**DOCUMENT SECTION:**
◆ ◆ ◆
This game was the Chiefs in a nutshell. Their offense this season was totally reliant on big, crapshoot plays. Sometimes they happened and sometimes they didn’t. Against the Steelers, they didn’t get any. You can’t expect to win like that when you’re pitted versus a team like Pittsburgh.
I have no idea what Travis Kelce’s rant was about. I thought the hold on Eric Fisher on the two point conversion attempt was blatant, and the right call. I think he was simply in shock that they lost, and let his emotions get the best of him.
Pittsburgh versus New England is going to be great next week. As for Kansas City, they just need more playmakers offensively. In a explosive, pass-first league, you can’t dink and dunk. Especially in January.
Packers-34 Cowboys-31
One word for this game: Classic.
*Goes into Peter King mode* Seriously though. Green Bay. Dallas. Playoff game. Explosive offenses. Nail-biter. It had everything a great game has. Everything a classic has. This game was a treat.
◆ ◆ ◆
**PROBLEM TO SOLVE:** Reproduce the playoff game commentary above word for word, in full.

**DATA UNDER STUDY:**
◆ ◆ ◆
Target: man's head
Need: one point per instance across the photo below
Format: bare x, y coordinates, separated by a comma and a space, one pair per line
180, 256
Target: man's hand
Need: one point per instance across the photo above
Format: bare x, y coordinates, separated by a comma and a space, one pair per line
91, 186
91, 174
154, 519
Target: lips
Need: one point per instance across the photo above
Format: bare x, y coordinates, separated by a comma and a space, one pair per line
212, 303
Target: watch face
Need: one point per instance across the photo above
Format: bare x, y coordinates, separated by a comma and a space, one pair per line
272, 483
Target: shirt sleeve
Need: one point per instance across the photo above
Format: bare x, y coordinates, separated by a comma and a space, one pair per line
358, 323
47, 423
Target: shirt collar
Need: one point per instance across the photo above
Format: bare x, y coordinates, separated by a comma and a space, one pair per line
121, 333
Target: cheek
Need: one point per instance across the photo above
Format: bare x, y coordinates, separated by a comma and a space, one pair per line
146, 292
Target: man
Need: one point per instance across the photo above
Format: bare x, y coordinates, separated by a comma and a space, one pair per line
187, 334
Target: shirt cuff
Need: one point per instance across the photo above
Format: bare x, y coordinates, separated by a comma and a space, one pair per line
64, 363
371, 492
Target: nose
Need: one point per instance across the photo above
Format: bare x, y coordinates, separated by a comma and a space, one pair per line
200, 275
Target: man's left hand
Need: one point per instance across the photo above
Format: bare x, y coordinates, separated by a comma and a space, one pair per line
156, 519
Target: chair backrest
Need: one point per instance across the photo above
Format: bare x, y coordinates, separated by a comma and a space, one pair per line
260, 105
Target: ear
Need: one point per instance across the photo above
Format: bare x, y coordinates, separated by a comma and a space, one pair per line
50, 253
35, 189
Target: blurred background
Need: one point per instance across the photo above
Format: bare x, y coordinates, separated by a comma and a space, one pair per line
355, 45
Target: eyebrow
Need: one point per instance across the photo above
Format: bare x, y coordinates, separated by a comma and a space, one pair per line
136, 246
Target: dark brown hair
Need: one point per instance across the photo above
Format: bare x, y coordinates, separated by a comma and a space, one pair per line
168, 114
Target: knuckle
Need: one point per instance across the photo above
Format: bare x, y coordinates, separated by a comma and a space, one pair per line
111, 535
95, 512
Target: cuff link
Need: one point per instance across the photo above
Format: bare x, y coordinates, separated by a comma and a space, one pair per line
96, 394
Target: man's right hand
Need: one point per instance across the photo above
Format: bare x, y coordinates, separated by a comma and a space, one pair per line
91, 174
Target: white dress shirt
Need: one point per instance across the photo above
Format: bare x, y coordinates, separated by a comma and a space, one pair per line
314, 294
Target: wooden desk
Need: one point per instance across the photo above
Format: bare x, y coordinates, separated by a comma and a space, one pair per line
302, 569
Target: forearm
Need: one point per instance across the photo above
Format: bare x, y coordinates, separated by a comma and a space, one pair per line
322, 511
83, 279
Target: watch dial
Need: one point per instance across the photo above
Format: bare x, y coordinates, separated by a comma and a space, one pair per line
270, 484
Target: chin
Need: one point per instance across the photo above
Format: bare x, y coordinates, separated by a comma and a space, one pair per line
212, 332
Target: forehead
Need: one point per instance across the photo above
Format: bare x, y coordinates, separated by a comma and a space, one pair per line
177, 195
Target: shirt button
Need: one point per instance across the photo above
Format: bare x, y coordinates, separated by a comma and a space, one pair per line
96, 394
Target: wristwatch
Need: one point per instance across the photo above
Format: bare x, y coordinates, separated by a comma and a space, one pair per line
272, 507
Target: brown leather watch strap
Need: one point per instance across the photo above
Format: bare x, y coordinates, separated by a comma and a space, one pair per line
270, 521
◆ ◆ ◆
**RESPONSE TO THIS EXERCISE:**
This game was the Chiefs in a nutshell. Their offense this season was totally reliant on big, crapshoot plays. Sometimes they happened and sometimes they didn’t. Against the Steelers, they didn’t get any. You can’t expect to win like that when you’re pitted versus a team like Pittsburgh.
I have no idea what Travis Kelce’s rant was about. I thought the hold on Eric Fisher on the two point conversion attempt was blatant, and the right call. I think he was simply in shock that they lost, and let his emotions get the best of him.
Pittsburgh versus New England is going to be great next week. As for Kansas City, they just need more playmakers offensively. In a explosive, pass-first league, you can’t dink and dunk. Especially in January.
Packers-34 Cowboys-31
One word for this game: Classic.
*Goes into Peter King mode* Seriously though. Green Bay. Dallas. Playoff game. Explosive offenses. Nail-biter. It had everything a great game has. Everything a classic has. This game was a treat.